(TEXT SECTION Opens)
There is controversy as to whether or not dopamine transporter scans (DaTSCAN) are normal or mildly abnormal in primary orthostatic tremor (POT), which at best responds only partially to a variety of medications; clonazepam being the current initial treatment of choice. One study of people with orthostatic tremor using DaTSCAN showed that there was a dopaminergic deficit in the brain, like in Parkinson’s disease. However, a subsequent study using the same technique found no abnormality. Consequently, Trocello and colleagues performed DaTSCANs on 12 patients with primary orthostatic tremor and 12 healthy age matched control subjects. The results showed no differences between the two groups, indicating that patients with primary orthostatic tremor probably have normal nigro-striatal dopaminergic pathways. As 8 of the 12 patients had a history of orthostatic tremor stretching for over a decade it is likely that this is a correct finding.
A peripheral neuropathy occurs when there is damage to the nerves in the limbs. It can be associated with an action tremor and typically occurs in patients with chronic inflammation of their peripheral nerves, where the inflammation damages the myelin coat of the nerves. This is known as a demyelinating neuropathy. The mechanism of the tremor caused by a peripheral neuropathy was first shown by NTF trustee, Dr Peter Bain.
(TEXT SECTION Closes)
(ENTRIES PROVIDED Opens)
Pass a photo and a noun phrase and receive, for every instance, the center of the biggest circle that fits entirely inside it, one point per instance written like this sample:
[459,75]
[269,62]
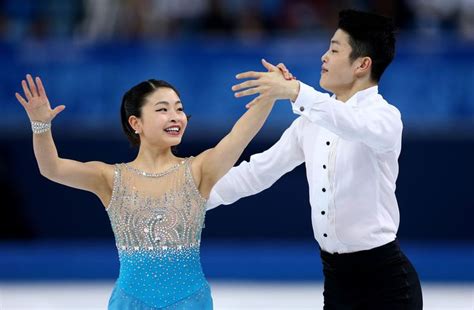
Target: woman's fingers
[248,92]
[246,84]
[41,90]
[32,85]
[26,90]
[21,100]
(ENTRIES PROVIDED Closes)
== EXERCISE SET ==
**a.** Could you reproduce the tremor passage from "A peripheral neuropathy occurs" up to and including "Dr Peter Bain."?
**b.** How would the passage on tremor and its causes go on after its final sentence? Continue it from there.

== ANSWERS BY TASK ==
**a.**
A peripheral neuropathy occurs when there is damage to the nerves in the limbs. It can be associated with an action tremor and typically occurs in patients with chronic inflammation of their peripheral nerves, where the inflammation damages the myelin coat of the nerves. This is known as a demyelinating neuropathy. The mechanism of the tremor caused by a peripheral neuropathy was first shown by NTF trustee, Dr Peter Bain.

**b.**
Neuropathic tremor responds poorly to medication and so it is of great interest that recently Breit and colleagues reported the effects of DBS on a 72 year old patient with tremor resulting from a neuropathy. The patient’s tremor was very disabling and did not respond to medication. The patient underwent bilateral ventralis intermedius (Vim) nucleus DBS. This resulted in a 30% improvement in the patient’s tremor that was maintained one year after surgery. However, the patient’s peripheral nerve damage and gait continued to deteriorate and increased stimulation resulted in temporary worsening of speech and gait.
Nevertheless, even though this patient’s response was only partial, the result is still encouraging.
There has been a lot of debate about the pros and cons of DBS compared to thalamotomy (where a small burn is made in the same area of the brain that would otherwise be used for stimulation) for the treatment of tremor.
In 2000 Schuurman and colleagues (a group of Dutch neurologists and neurosurgeons) published the results, obtained six months after surgery, of a study comparing the effects of thalamotomy with thalamic stimulation. Forty-five of these patients had Parkinson’s, thirteen had ET and ten had multiple sclerosis (MS) associated tremor. The results at that time showed that the two procedures were equally effective at decreasing tremor but that thalamic stimulation was associated with greater functional improvement in the patients (i.e. their ability to perform their daily activities).
Recently the same group reported the results obtained five years after surgery from 48 of the original 68 patients. The ‘long term’ results show that thalamic stimulation continued to provide greater functional gains for the patients compared to thalamotomy; although, both thalamotomy and thalamic stimulation procedures suppressed tremors to an equal degree in patients with Parkinson’s.
However, a diminished beneficial effect of DBS over time was detected in 50% of the patients with ET and there was no functional advantage of stimulation over thalamotomy for the ET patients.
A decreased beneficial effect of stimulation over time was also detected in 50% of the patients with MS tremor and stimulation was less effective than thalamotomy at suppressing MS tremor in the long-term.
These long term results are most interesting, as this study shows that further investigation of the long term effects of thalamic lesion surgery (i.e. making a small burn in the thalamus) versus stimulation of the thalamus in patients with disabling ET and MS tremors need to be performed.